• DOCUMENT SEGMENT:
========================

ALTER TABLE mysql.user CHANGE password password CHAR(16) CHARACTER SET binary NOT NULL

However it is *strongly* discouraged to alter any table in the mysql database anyway.

Conclusion: there is no bug in the code. However the documentation should be changed to not longer suggest that the length of the Password column is is the one and only distinctive feature for the server to spot an unconverted user database. I would suggest to completely omit the discussion about "short" and "long" Password columns and instead refer to new-or-converted vs. unconverted user database (i.e. "MySQL can detect an unconverted user database. In this case old password hashes will be used, regardless of the setting of the old-passwords configuration option.")
[13 Sep 2005 20:38] Paul Dubois
The manual is correct in stating that the server uses the length
of the Password column in the user table to determine whether
to generate short hashes. This can be verified by examination
of sql_acl.cc.  However, it is possible to trigger the bug described
in this report as follows (in none of the steps should the server
be started with --old-passwords):

- Start a 4.1 server with 4.0 grant tables. Note that SHOW VARIABLES
LIKE '%pass%' shows old_passwords to have a value of ON.
Furthermore, SET old_passwords = 0 is ineffective. The server will not
allow it to be set to OFF. Nor will it generate long password hashes.
(So this is okay, and it's what is to be expected.)

- Upgrade the grant tables. Then use ALTER TABLE to modify the
Password column back to 16 characters. Stop the server and restart
it. At this point, something is strange, because SHOW VARIABLES
LIKE '%pass%' shows old_passwords to be OFF, which is different
than before. It's also wrong, because it should have detected from
the 16-character Password column that only old password hashes
can be used.  Using GRANT or SET PASSWORD at this point will
also generate a long password hash, which gets truncated when
stored in the user table.

========================

• RECORDED INFORMATION:
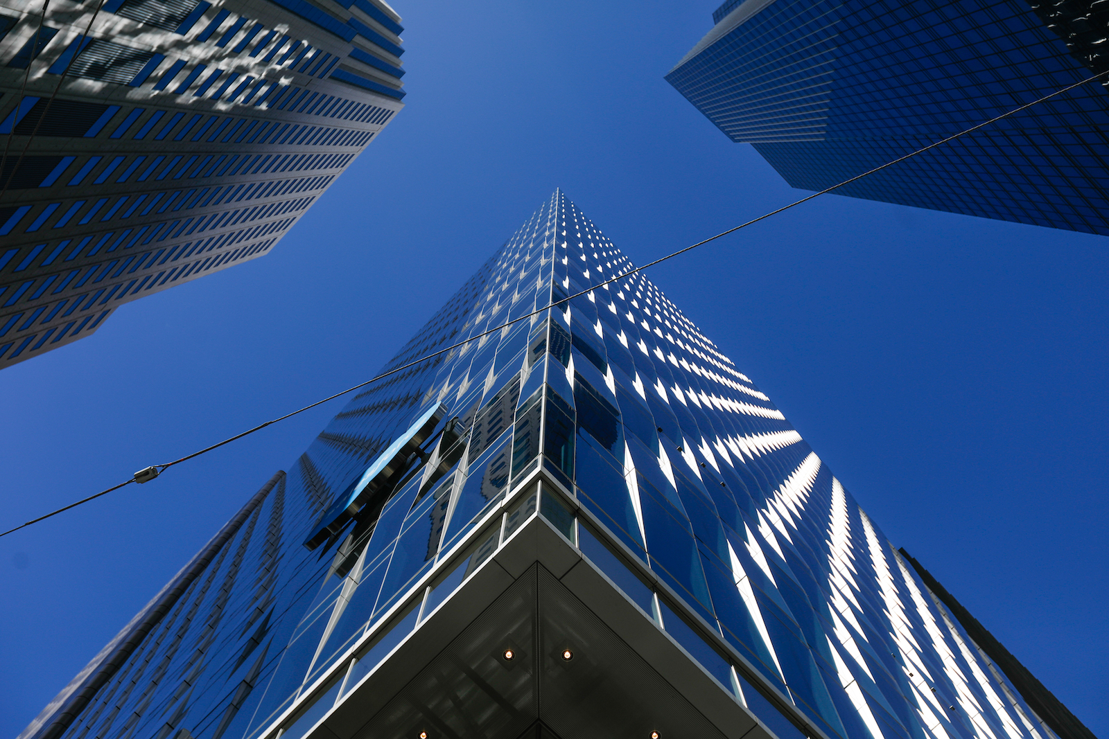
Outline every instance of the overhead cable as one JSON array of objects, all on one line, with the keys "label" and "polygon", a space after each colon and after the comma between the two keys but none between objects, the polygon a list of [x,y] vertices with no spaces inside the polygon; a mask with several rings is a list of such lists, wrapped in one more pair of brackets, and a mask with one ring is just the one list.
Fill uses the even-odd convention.
[{"label": "overhead cable", "polygon": [[124,485],[130,485],[132,482],[136,482],[136,483],[150,482],[151,480],[157,478],[162,472],[164,472],[169,468],[173,466],[174,464],[181,464],[182,462],[186,462],[186,461],[189,461],[191,459],[197,458],[201,454],[206,454],[207,452],[216,450],[216,449],[223,447],[224,444],[230,444],[231,442],[237,441],[238,439],[242,439],[243,437],[248,437],[250,434],[252,434],[252,433],[254,433],[256,431],[261,431],[262,429],[265,429],[268,425],[273,425],[274,423],[277,423],[279,421],[284,421],[285,419],[292,418],[292,417],[296,415],[297,413],[303,413],[304,411],[311,410],[311,409],[315,408],[316,406],[321,406],[323,403],[326,403],[329,400],[335,400],[339,396],[345,396],[346,393],[353,392],[355,390],[358,390],[359,388],[365,388],[367,384],[370,384],[370,383],[376,382],[378,380],[385,379],[385,378],[389,377],[390,374],[396,374],[397,372],[404,371],[404,370],[406,370],[406,369],[408,369],[410,367],[414,367],[414,366],[419,365],[421,362],[426,362],[429,359],[435,359],[439,355],[444,355],[444,353],[446,353],[446,352],[448,352],[448,351],[450,351],[452,349],[457,349],[458,347],[461,347],[461,346],[464,346],[466,343],[469,343],[470,341],[476,341],[478,339],[481,339],[482,337],[489,336],[490,333],[495,333],[497,331],[500,331],[500,330],[505,329],[506,327],[511,326],[512,324],[517,324],[517,322],[519,322],[521,320],[525,320],[527,318],[531,318],[532,316],[539,315],[539,314],[541,314],[541,312],[543,312],[546,310],[549,310],[549,309],[554,308],[557,306],[560,306],[560,305],[563,305],[566,302],[569,302],[573,298],[577,298],[579,296],[586,295],[587,292],[591,292],[592,290],[594,290],[597,288],[604,287],[606,285],[611,285],[612,283],[618,283],[621,279],[625,279],[625,278],[628,278],[628,277],[630,277],[630,276],[632,276],[632,275],[634,275],[637,273],[640,273],[640,271],[642,271],[644,269],[648,269],[649,267],[653,267],[653,266],[655,266],[658,264],[667,261],[668,259],[672,259],[672,258],[674,258],[674,257],[676,257],[676,256],[679,256],[681,254],[685,254],[686,252],[695,249],[699,246],[703,246],[703,245],[708,244],[709,242],[714,242],[718,238],[721,238],[722,236],[728,236],[729,234],[735,233],[735,232],[740,230],[741,228],[746,228],[747,226],[756,224],[760,220],[765,220],[766,218],[770,218],[771,216],[777,215],[779,213],[782,213],[784,211],[788,211],[790,208],[798,206],[802,203],[807,203],[808,201],[811,201],[811,199],[813,199],[815,197],[820,197],[821,195],[826,195],[827,193],[831,193],[831,192],[833,192],[835,189],[838,189],[840,187],[843,187],[845,185],[849,185],[851,183],[856,182],[858,179],[862,179],[863,177],[872,175],[872,174],[874,174],[876,172],[881,172],[881,171],[883,171],[883,170],[885,170],[887,167],[892,167],[895,164],[899,164],[899,163],[904,162],[905,160],[912,158],[914,156],[917,156],[918,154],[923,154],[923,153],[925,153],[927,151],[936,148],[937,146],[942,146],[943,144],[946,144],[947,142],[954,141],[954,140],[958,138],[959,136],[965,136],[968,133],[973,133],[973,132],[978,131],[979,129],[983,129],[983,127],[985,127],[985,126],[987,126],[987,125],[989,125],[991,123],[996,123],[997,121],[1000,121],[1000,120],[1006,119],[1006,117],[1008,117],[1010,115],[1014,115],[1014,114],[1019,113],[1019,112],[1021,112],[1024,110],[1027,110],[1027,109],[1031,107],[1032,105],[1037,105],[1039,103],[1042,103],[1044,101],[1050,100],[1051,97],[1055,97],[1057,95],[1061,95],[1065,92],[1069,92],[1069,91],[1071,91],[1071,90],[1074,90],[1076,88],[1079,88],[1079,86],[1081,86],[1083,84],[1088,84],[1090,82],[1093,82],[1095,80],[1097,80],[1099,78],[1102,78],[1102,76],[1106,76],[1107,74],[1109,74],[1109,71],[1101,72],[1099,74],[1095,74],[1092,76],[1086,78],[1085,80],[1081,80],[1079,82],[1075,82],[1074,84],[1069,84],[1066,88],[1061,88],[1061,89],[1056,90],[1055,92],[1052,92],[1050,94],[1044,95],[1042,97],[1038,97],[1037,100],[1034,100],[1030,103],[1025,103],[1024,105],[1020,105],[1019,107],[1014,107],[1013,110],[1007,111],[1005,113],[1001,113],[1000,115],[996,115],[996,116],[989,119],[988,121],[984,121],[984,122],[981,122],[981,123],[979,123],[977,125],[974,125],[974,126],[971,126],[969,129],[960,131],[960,132],[958,132],[956,134],[953,134],[953,135],[947,136],[945,138],[940,138],[939,141],[936,141],[936,142],[934,142],[932,144],[928,144],[927,146],[918,148],[918,150],[916,150],[916,151],[914,151],[914,152],[912,152],[909,154],[905,154],[904,156],[899,156],[899,157],[897,157],[897,158],[895,158],[895,160],[893,160],[891,162],[886,162],[885,164],[876,166],[873,170],[867,170],[866,172],[864,172],[862,174],[855,175],[854,177],[851,177],[848,179],[844,179],[843,182],[837,183],[835,185],[832,185],[831,187],[826,187],[826,188],[824,188],[824,189],[822,189],[820,192],[813,193],[812,195],[806,195],[805,197],[803,197],[803,198],[801,198],[798,201],[794,201],[793,203],[790,203],[788,205],[783,205],[780,208],[776,208],[774,211],[765,213],[765,214],[763,214],[763,215],[761,215],[761,216],[759,216],[756,218],[752,218],[751,220],[742,223],[739,226],[734,226],[732,228],[729,228],[728,230],[722,230],[719,234],[716,234],[715,236],[710,236],[709,238],[702,239],[702,240],[698,242],[696,244],[691,244],[690,246],[686,246],[684,248],[678,249],[676,252],[672,252],[671,254],[668,254],[668,255],[665,255],[663,257],[659,257],[658,259],[654,259],[653,261],[649,261],[649,263],[647,263],[645,265],[643,265],[641,267],[630,268],[627,271],[623,271],[623,273],[617,275],[615,277],[610,277],[609,279],[606,279],[606,280],[602,280],[600,283],[597,283],[596,285],[592,285],[591,287],[588,287],[588,288],[586,288],[586,289],[583,289],[583,290],[581,290],[579,292],[574,292],[573,295],[571,295],[571,296],[569,296],[567,298],[563,298],[563,299],[558,300],[556,302],[548,304],[548,305],[543,306],[542,308],[538,308],[536,310],[532,310],[531,312],[526,314],[523,316],[520,316],[519,318],[513,318],[512,320],[506,321],[506,322],[501,324],[500,326],[497,326],[495,328],[488,329],[487,331],[484,331],[484,332],[478,333],[476,336],[471,336],[471,337],[469,337],[467,339],[458,341],[457,343],[452,343],[449,347],[445,347],[445,348],[439,349],[437,351],[433,351],[431,353],[424,355],[423,357],[420,357],[418,359],[414,359],[410,362],[401,365],[400,367],[396,367],[396,368],[390,369],[390,370],[388,370],[386,372],[381,372],[380,374],[372,377],[370,379],[366,380],[365,382],[359,382],[358,384],[349,387],[346,390],[342,390],[342,391],[336,392],[336,393],[334,393],[332,396],[328,396],[328,397],[326,397],[326,398],[324,398],[322,400],[317,400],[316,402],[311,403],[308,406],[305,406],[304,408],[298,408],[297,410],[292,411],[291,413],[286,413],[286,414],[282,415],[282,417],[275,418],[272,421],[266,421],[265,423],[260,423],[258,425],[254,427],[253,429],[247,429],[246,431],[243,431],[242,433],[237,433],[234,437],[228,437],[227,439],[224,439],[221,442],[214,443],[211,447],[205,447],[204,449],[201,449],[200,451],[193,452],[192,454],[187,454],[185,456],[182,456],[181,459],[174,460],[172,462],[166,462],[164,464],[154,464],[154,465],[151,465],[151,466],[147,466],[147,468],[143,468],[139,472],[135,472],[134,475],[130,480],[128,480],[125,482],[121,482],[120,484],[115,485],[114,487],[109,487],[108,490],[101,491],[101,492],[96,493],[95,495],[90,495],[89,497],[85,497],[84,500],[78,501],[77,503],[71,503],[70,505],[67,505],[65,507],[58,509],[57,511],[48,513],[48,514],[45,514],[43,516],[39,516],[38,519],[34,519],[33,521],[28,521],[27,523],[24,523],[22,525],[16,526],[14,528],[10,528],[10,530],[3,532],[2,534],[0,534],[0,536],[7,536],[8,534],[10,534],[12,532],[19,531],[20,528],[23,528],[26,526],[30,526],[31,524],[38,523],[40,521],[43,521],[44,519],[49,519],[52,515],[57,515],[59,513],[62,513],[63,511],[69,511],[72,507],[81,505],[82,503],[88,503],[89,501],[95,500],[95,499],[100,497],[101,495],[105,495],[105,494],[108,494],[108,493],[110,493],[110,492],[112,492],[114,490],[119,490],[120,487],[123,487]]}]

========================

• PROBLEM REQUIREMENTS: Please quote the MySQL bug report discussion from "[13 Sep 2005" to "value of ON.". The data is not needed for this.

• WRITTEN ANSWER:
[13 Sep 2005 20:38] Paul Dubois
The manual is correct in stating that the server uses the length
of the Password column in the user table to determine whether
to generate short hashes. This can be verified by examination
of sql_acl.cc.  However, it is possible to trigger the bug described
in this report as follows (in none of the steps should the server
be started with --old-passwords):

- Start a 4.1 server with 4.0 grant tables. Note that SHOW VARIABLES
LIKE '%pass%' shows old_passwords to have a value of ON.